[Excerpted text]:
Justice Ruth Bader Ginsburg said Friday she remains “fully able” to serve on the Supreme Court, after revealing that she is receiving chemotherapy for a recurrence of cancer. She was also discharged from a Baltimore hospital earlier this week after being treated for a possible infection.
“I have often said I would remain a member of the Court as long as I can do the job full steam,” Ginsburg wrote in a statement issued Friday. “I remain fully able to do that.”
Ginsburg was released from Johns Hopkins Hospital on Wednesday after treatment for a possible infection, Supreme Court spokeswoman, Kathleen Arberg, said in a statement obtained by The New York Times. She underwent a procedure to clean a bile duct stent that had been inserted last August.
In her update Friday, Ginsberg that her recent hospitalizations — “to remove gall stones and to treat an infection” — were unrelated to a course of chemotherapy she started in May to treat a recurrent bout of cancer following a biopsy that revealed lesions on her liver in February. The chemotherapy, she said is “yielding positive results,” which prompted her to share the details of her recovery publicly, adding that her most recent liver scan indicated significant reduction of lesions and no new disease.
“I am tolerating chemotherapy well and am encouraged by the success of my current treatment,” Ginsburg wrote, adding that she will continue bi-weekly chemotherapy to keep her cancer at bay and has “kept up with opinion writing and all other Court work.”
Concerns about Ginsburg’s health have attracted particular attention since a sudden vacancy on the bench would likely allow President Donald Trump to nominate a conservative judge who would further tilt the ideological balance of the nation’s highest court for years to come.
Ginsburg’s treatment for the possible infection came after the Supreme Court delivered landmark decisions that closed its most recent term last week, marking the completion of the first full term with Trump’s appointees, Justices Neil Gorsuch and Brett Kavanaugh, together on the bench. The justices will next hear arguments in October.

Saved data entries
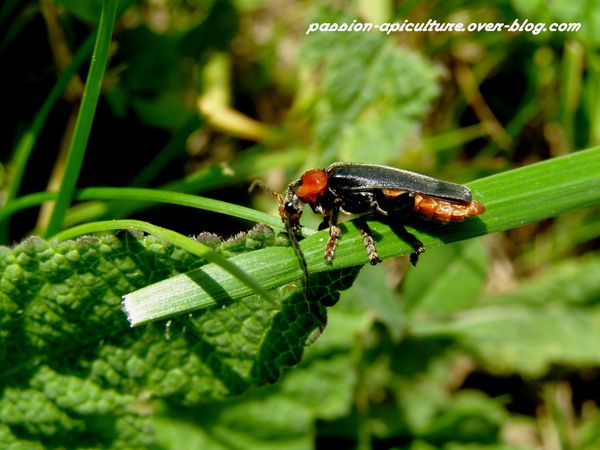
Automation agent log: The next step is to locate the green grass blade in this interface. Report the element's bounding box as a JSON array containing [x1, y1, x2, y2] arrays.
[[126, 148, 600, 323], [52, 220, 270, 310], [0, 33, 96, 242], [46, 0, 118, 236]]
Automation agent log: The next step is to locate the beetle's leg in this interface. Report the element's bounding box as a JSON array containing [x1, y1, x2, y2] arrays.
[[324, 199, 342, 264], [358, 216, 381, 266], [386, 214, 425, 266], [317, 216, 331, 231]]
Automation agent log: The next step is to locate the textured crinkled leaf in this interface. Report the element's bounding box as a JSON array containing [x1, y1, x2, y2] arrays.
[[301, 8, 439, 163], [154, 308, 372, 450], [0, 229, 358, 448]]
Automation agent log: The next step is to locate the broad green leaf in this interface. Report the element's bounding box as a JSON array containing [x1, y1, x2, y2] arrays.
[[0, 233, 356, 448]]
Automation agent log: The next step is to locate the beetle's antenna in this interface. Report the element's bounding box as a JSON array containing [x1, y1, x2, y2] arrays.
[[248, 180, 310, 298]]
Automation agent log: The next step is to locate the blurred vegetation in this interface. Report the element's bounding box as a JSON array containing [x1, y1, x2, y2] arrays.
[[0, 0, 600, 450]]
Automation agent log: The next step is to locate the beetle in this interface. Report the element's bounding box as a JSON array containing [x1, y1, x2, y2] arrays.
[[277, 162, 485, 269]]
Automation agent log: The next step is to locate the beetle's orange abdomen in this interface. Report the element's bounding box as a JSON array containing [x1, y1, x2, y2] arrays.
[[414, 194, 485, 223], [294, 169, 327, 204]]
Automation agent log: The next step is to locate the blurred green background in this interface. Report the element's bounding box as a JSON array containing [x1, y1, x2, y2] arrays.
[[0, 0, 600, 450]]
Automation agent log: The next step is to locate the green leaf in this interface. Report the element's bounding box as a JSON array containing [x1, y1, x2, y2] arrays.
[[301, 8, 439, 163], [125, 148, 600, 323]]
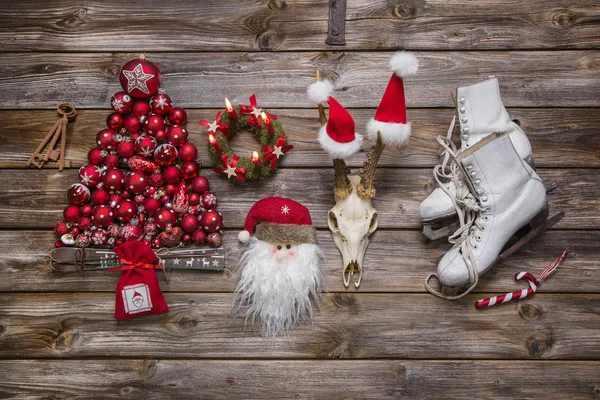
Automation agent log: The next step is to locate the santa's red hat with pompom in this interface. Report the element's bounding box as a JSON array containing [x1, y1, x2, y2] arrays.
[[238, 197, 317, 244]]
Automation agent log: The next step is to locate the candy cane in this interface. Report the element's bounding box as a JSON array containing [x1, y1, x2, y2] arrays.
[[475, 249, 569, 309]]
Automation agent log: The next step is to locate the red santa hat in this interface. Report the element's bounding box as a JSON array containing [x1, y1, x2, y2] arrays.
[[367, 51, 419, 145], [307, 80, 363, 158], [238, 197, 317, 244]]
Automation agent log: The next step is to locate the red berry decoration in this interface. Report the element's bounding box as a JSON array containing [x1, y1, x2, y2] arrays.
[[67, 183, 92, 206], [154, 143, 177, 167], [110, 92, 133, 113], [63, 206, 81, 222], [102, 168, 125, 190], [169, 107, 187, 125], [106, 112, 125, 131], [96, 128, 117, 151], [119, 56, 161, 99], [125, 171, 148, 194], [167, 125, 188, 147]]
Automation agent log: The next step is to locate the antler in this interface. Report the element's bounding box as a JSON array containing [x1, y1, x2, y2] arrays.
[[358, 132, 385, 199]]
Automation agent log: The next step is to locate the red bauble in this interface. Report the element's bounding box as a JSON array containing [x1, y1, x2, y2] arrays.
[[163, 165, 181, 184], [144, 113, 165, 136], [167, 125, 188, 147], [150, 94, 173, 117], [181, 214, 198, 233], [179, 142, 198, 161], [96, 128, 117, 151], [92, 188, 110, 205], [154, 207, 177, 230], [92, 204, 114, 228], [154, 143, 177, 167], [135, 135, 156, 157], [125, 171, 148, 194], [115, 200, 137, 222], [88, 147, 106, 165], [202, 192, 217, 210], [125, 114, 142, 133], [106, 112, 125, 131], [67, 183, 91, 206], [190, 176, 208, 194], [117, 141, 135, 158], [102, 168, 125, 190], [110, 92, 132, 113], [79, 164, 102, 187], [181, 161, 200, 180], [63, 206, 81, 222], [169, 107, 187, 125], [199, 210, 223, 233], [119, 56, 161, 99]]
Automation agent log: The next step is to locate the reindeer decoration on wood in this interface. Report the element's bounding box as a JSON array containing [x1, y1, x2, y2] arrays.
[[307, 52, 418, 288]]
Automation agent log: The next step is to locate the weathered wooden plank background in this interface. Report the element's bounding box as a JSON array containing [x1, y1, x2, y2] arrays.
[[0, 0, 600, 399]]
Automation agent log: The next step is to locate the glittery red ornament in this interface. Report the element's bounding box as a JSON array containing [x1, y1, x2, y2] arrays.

[Work item]:
Return the passage of the article on Justice Ginsburg's health that starts at the words "Ginsburg was released" and stops after "no new disease.", copying it word for word.

[Result of the task]:
Ginsburg was released from Johns Hopkins Hospital on Wednesday after treatment for a possible infection, Supreme Court spokeswoman, Kathleen Arberg, said in a statement obtained by The New York Times. She underwent a procedure to clean a bile duct stent that had been inserted last August.
In her update Friday, Ginsberg that her recent hospitalizations — “to remove gall stones and to treat an infection” — were unrelated to a course of chemotherapy she started in May to treat a recurrent bout of cancer following a biopsy that revealed lesions on her liver in February. The chemotherapy, she said is “yielding positive results,” which prompted her to share the details of her recovery publicly, adding that her most recent liver scan indicated significant reduction of lesions and no new disease.